(The problem) Continue the passage about Alan's 1943 visit to Bell Labs, starting right after its last sentence.

* start Given passage *

His liaison job accomplished, Alan left Washington at the end of December. He had been working at the nerve-centre of the alliance, at its point of equilibrium. The British contribution had not yet been overtaken by the American. The Casablanca conference, from 14 to 24 January, saw Churchill as Roosevelt’s equal. For the last time, the Americans supported a British strategy to regain the Mediterranean. For the first time, Britain was to act as an American base. It was also the equilibrium point of the war. It was taking far longer than expected to clear North Africa, Montgomery missing some ultra-fine chances, with disastrous consequences all over the globe. The Russian front was still undecided. Nothing was clear, despite the demand for ‘unconditional surrender’. The crude ‘strategic bombing’ was endorsed, for want of anything better. But the Atlantic battle, agreed at Casablanca to remain the top priority, had taken a turn. For the first time, new Allied ship construction was exceeding losses.
Alan went to Saunderstown, Rhode Island, to visit Jack and Mary Crawford again, as he had done from Princeton. But Jack had died on 6 January, a few days before Alan arrived. His widow asked him to stay on a few days nonetheless. Then his direction turned too. He went down to New York City, arriving4 at the Bell Laboratories building on West Street, by the piers, on the afternoon of 19 January 1943. And for two months he soaked himself in the electronic technology of speech encipherment.
Like most organisations devoted to secret work, Bell Labs operated in a cellular fashion so that people never knew what was happening outside their own department. Alan, however, was free to move into any ‘cell’ he wished, although he had to be careful not to transfer information himself. It came through to the Bell engineers with whom he worked that his ‘clearance’ had come not from the Army or the Navy, but from the White House itself. Most of his time, however, was spent in one particular ‘cell’ which had the responsibility of trying to crack speech encipherment systems which had been proposed. He made an impression from the start, for within an hour of arrival he had solved a problem. It involved a scrambling system in which time segments were permuted, by means of nine magnetic heads simultaneously reading a magnetic tape. ‘That ought to give you 945 codes,’ said Alan when this was explained. ‘It’s only 9 × 7 × 5 × 3.’ It had taken one of their technicians a week to work it out.

* end Given passage *
* start Provided data *

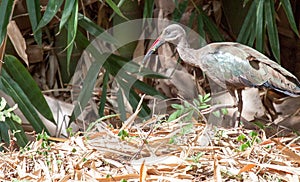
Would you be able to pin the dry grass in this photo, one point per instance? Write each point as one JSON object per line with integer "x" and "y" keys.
{"x": 147, "y": 155}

* end Provided data *

(Final answer)
For his first week, Alan acquainted himself with all the projects on which they were working, and became particularly keen on taking up one of them himself. This was the challenge presented by an RCA engineer, who had devised a system in which a speech signal would be multiplied by a key signal. It presented quite an unusual problem. On 23 January, Alan announced he had begun to think of a way of attacking it, and then he came in after the weekend convinced of its possibilities. His idea involved the use of the Vocoder.
Alan had probably already learnt about the Vocoder when in Britain, since Dollis Hill had received information on it in 1941. It was a very advanced piece of communications technology, which had been patented by the Bell engineer H. W. Dudley in 1935 and developed since then at the Bell laboratories. The idea of the Vocoder was to abstract the essential elements of speech, throwing away much of its redundancy, and conversely to reconstruct the speech signal from its essential components. One way of thinking of this process was to regard it as reducing the bandwidth, or frequency range, of a speech signal.
Any Bell Labs engineer would be familiar with the idea of reducing the frequency range of speech, since the telephone cut off sound above 4000 Hz. The resulting lack-lustre tones were still perfectly comprehensible, the point being that higher frequencies were redundant in ordinary applications. But to reduce that frequency limit much further would produce a sort of miserable grunting, which would not do at all. The Vocoder did something far more sophisticated. It collected information about the amplitude of the speech signal at each of ten frequencies up to 3000 Hz, and also took an eleventh component which coded either the fundamental pitch of the sound or (during unvoiced sounds like ssss) an absence of pitch. Each of these eleven signals required a frequency range of only 25 Hz. In this way, sufficient information was abstracted for intelligible speech to be reconstructed, and yet the total bandwidth was confined to less than 300 Hz.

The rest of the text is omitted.